Source excerpt.

******

Hmmmm what I saw was not necessarily a horse over at the knee (I think in The pic he was just about to move forward, exaserbating the look of the knee),
However I do see a horse that's pretty fresh.....seen as he's finished racing he probably hasn't been worked for a while and is still receiving his daily ration of grain.....it can nly take one day without work for a racehorse to get like this....and this is mild to say the least:lol:

Im a big believer in this saying:

'it costs just as much to feed a bad horse as it does a good horse'

You either want to dump your money into a so-so animal or else you want to dump it into a horse who is worth your while.

Attitude is paramount with any horse, he could be as ugly as sin, but be the best horse you've ever sat on. He could be as pretty as heck, but an a$$ to boot!

It's a big investment, don't fall in love with the first or the second or even the third one you see....

Write a list of what you want, and write a list of what you are willing to compromise.....

******

Job A. Copy the passage from the horse-buying post, from "Hmmmm what I" up to and including "worth your while.".
Job B. In the rows below, rewrite the lines from the line with "Could you point to the twig" up to and including the line with "Target: dark rock face", replacing "sample" with "model" and leaving all else unchanged. Give only those lines, and leave the pictures out.

Dataset records.

******

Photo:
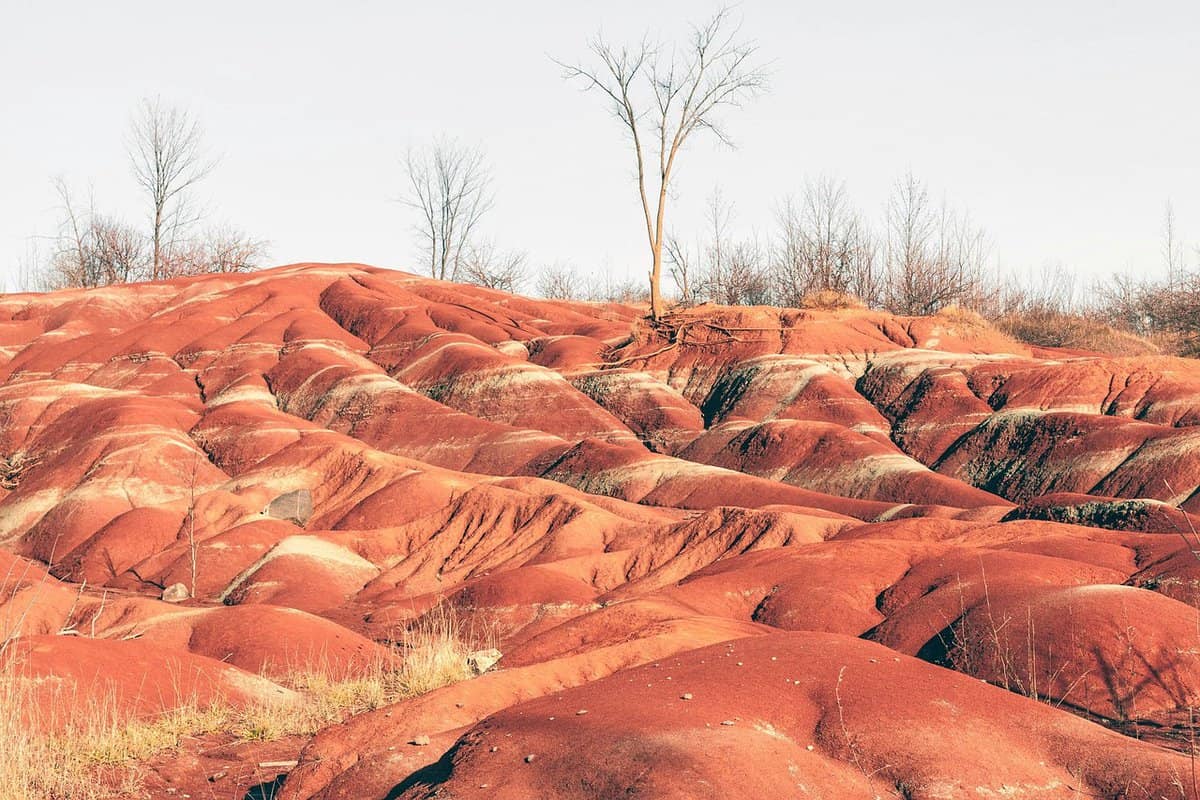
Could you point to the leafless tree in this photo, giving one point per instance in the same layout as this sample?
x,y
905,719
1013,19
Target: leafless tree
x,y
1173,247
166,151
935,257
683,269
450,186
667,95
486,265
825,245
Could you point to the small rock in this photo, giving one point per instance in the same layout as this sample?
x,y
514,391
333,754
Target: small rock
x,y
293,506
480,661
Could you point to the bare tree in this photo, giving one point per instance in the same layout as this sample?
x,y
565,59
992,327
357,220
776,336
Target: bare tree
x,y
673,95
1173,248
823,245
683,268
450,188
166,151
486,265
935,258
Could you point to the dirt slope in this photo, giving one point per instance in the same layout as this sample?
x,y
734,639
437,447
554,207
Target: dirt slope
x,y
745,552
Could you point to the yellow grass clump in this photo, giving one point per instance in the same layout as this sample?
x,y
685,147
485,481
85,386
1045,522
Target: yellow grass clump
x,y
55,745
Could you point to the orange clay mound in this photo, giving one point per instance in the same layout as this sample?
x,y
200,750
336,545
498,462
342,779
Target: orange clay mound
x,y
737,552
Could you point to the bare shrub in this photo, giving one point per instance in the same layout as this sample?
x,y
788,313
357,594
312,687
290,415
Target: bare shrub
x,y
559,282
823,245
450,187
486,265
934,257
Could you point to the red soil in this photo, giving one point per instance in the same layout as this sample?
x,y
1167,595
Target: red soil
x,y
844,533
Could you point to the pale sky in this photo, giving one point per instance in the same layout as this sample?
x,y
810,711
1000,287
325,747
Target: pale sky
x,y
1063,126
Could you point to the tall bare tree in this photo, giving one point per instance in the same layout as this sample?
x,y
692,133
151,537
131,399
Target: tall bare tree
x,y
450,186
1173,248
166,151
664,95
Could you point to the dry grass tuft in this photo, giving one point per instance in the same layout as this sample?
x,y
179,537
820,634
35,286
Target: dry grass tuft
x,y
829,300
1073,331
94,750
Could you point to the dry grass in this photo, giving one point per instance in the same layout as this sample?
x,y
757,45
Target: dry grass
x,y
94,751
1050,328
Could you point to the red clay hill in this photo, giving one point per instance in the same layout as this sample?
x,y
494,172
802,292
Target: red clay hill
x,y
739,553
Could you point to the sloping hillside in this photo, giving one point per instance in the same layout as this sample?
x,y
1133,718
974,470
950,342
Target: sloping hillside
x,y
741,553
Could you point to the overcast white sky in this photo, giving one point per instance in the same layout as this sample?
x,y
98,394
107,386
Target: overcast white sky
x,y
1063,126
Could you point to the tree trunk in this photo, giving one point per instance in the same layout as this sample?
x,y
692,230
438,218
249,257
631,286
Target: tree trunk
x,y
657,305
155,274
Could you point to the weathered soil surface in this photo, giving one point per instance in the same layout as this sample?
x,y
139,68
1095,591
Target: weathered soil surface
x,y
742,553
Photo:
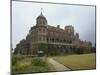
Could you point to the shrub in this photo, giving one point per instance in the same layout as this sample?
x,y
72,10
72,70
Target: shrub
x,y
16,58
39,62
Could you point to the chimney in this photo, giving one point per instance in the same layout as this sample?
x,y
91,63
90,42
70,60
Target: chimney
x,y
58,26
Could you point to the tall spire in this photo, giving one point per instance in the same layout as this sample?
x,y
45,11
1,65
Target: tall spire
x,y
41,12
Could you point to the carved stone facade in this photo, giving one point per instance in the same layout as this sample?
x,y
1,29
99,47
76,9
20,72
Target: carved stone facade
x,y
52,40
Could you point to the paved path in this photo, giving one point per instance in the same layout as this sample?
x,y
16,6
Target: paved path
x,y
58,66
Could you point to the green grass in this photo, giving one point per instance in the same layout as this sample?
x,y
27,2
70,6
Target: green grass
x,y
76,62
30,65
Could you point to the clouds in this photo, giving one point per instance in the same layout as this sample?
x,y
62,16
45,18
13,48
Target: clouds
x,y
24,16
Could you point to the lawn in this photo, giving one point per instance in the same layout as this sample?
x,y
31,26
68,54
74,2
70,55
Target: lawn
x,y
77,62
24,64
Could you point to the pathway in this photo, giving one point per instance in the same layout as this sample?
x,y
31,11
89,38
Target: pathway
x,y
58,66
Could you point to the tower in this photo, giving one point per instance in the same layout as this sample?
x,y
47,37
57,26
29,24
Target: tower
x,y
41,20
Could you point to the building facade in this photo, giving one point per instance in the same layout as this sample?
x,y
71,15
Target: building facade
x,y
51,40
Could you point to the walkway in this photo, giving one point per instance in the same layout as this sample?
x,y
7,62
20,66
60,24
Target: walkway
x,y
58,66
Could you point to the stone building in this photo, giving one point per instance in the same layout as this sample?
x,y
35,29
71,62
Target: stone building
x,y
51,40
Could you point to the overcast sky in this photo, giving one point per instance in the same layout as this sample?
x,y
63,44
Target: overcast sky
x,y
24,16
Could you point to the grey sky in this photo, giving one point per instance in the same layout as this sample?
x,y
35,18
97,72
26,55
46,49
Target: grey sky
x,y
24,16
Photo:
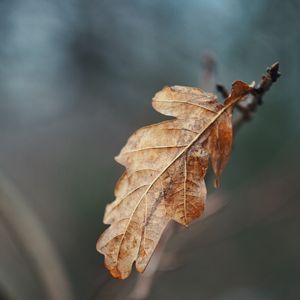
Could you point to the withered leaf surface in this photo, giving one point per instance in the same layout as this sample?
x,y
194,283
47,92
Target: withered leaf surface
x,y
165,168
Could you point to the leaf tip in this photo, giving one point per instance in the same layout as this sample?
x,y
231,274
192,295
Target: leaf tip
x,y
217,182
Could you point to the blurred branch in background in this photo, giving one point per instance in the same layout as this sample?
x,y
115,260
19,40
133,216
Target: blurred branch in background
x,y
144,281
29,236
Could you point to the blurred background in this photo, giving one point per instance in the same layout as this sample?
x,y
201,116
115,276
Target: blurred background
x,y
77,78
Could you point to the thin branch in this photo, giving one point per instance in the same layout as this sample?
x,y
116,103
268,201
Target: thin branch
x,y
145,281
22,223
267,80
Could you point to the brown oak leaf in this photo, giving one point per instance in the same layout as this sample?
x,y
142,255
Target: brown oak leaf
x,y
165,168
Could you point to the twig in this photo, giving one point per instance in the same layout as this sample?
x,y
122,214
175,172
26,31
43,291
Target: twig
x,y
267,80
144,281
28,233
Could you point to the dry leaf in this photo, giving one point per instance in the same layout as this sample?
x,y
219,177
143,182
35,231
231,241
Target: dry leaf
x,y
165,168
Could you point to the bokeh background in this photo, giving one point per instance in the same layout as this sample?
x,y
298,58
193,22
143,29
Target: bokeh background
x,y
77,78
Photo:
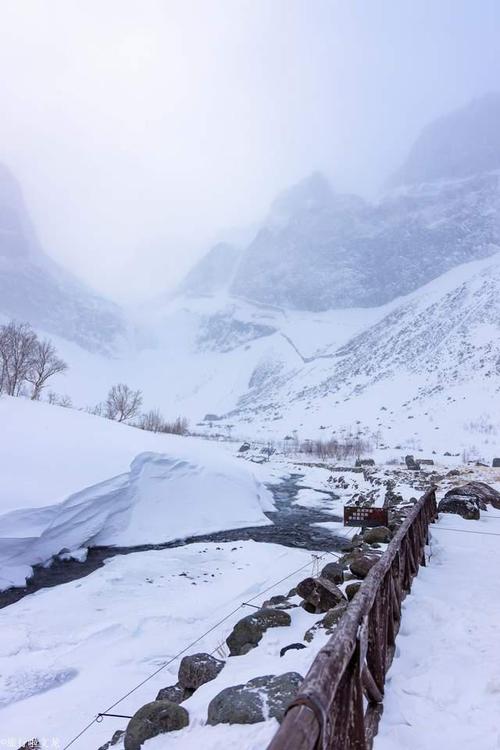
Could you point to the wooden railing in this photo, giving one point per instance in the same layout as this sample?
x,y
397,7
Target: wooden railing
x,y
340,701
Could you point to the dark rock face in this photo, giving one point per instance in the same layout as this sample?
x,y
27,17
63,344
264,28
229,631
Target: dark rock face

******

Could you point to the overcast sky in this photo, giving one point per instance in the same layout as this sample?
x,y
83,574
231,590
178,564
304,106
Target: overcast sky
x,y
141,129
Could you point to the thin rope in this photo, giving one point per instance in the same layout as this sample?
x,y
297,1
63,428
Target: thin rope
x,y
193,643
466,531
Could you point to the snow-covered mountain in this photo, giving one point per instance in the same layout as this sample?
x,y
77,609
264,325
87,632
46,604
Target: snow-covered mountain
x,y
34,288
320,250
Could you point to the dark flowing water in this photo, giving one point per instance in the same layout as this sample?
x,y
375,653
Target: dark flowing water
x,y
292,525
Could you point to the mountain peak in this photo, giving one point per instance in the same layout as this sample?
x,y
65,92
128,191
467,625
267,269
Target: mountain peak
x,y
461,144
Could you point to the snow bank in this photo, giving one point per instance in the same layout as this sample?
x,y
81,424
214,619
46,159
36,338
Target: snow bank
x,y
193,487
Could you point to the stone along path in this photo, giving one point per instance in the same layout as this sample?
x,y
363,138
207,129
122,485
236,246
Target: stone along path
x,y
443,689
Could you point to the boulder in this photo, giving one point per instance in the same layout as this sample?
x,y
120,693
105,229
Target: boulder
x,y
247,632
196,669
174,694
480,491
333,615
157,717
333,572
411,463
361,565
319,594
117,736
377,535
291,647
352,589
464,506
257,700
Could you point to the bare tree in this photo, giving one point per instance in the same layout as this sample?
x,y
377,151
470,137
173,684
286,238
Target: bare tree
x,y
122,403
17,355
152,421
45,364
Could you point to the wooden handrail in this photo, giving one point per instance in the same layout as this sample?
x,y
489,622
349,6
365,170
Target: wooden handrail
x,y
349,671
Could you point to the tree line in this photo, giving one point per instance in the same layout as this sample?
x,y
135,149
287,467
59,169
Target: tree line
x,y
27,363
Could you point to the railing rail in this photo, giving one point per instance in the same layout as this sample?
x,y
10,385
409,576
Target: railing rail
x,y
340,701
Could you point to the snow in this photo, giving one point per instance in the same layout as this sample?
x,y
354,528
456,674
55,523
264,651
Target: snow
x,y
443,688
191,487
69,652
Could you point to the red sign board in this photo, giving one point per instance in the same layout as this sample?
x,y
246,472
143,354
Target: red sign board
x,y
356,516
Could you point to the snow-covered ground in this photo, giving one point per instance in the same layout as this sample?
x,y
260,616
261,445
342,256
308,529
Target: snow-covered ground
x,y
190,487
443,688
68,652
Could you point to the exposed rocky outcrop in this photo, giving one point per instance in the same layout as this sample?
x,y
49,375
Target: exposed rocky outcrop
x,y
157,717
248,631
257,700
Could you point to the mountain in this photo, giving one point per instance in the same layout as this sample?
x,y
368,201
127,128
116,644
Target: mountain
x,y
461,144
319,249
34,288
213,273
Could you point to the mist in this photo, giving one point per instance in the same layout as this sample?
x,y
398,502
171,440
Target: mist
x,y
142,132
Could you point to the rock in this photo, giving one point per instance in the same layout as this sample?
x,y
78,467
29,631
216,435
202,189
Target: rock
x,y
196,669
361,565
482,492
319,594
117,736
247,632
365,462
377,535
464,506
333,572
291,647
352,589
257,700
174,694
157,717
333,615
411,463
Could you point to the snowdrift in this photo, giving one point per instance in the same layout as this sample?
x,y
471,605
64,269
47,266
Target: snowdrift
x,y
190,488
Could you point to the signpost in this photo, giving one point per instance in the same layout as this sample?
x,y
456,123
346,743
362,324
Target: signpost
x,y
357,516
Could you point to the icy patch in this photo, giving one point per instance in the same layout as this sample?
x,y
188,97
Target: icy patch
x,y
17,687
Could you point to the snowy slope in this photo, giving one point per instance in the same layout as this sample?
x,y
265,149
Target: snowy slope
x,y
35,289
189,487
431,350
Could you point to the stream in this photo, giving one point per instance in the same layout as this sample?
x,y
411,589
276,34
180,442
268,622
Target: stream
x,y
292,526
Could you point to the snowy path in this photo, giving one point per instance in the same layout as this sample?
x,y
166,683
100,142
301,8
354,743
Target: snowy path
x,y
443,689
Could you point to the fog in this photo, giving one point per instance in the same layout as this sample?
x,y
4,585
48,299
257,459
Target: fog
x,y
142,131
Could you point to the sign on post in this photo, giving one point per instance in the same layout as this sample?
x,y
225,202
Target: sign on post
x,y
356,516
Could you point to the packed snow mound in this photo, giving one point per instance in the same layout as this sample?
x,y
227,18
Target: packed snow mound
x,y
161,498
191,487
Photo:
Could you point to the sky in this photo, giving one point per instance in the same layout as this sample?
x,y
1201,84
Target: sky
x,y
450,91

******

Task output A.
Hmmmm what I saw was not necessarily a horse over at the knee (I think in The pic he was just about to move forward, exaserbating the look of the knee),
However I do see a horse that's pretty fresh.....seen as he's finished racing he probably hasn't been worked for a while and is still receiving his daily ration of grain.....it can nly take one day without work for a racehorse to get like this....and this is mild to say the least:lol:

Im a big believer in this saying:

'it costs just as much to feed a bad horse as it does a good horse'

You either want to dump your money into a so-so animal or else you want to dump it into a horse who is worth your while.

Task output B.
Could you point to the twig in this photo, giving one point per instance in the same layout as this model?
x,y
122,214
175,172
26,31
43,291
Target: twig
x,y
267,80
144,281
28,233
Could you point to the dry leaf in this photo, giving one point per instance in the same layout as this model?
x,y
219,177
143,182
35,231
231,241
Target: dry leaf
x,y
165,168
Could you point to the bokeh background in this photo, giving one point per instance in the same layout as this model?
x,y
298,58
193,22
143,29
Target: bokeh background
x,y
77,78
Photo:
Could you point to the wooden railing in this photo, giving one point per instance in the same layout as this model?
x,y
397,7
Target: wooden railing
x,y
340,701
Could you point to the dark rock face in this photo, giving one point per instance in the same layout as this model?
x,y
27,17
63,344
264,28
229,631
Target: dark rock face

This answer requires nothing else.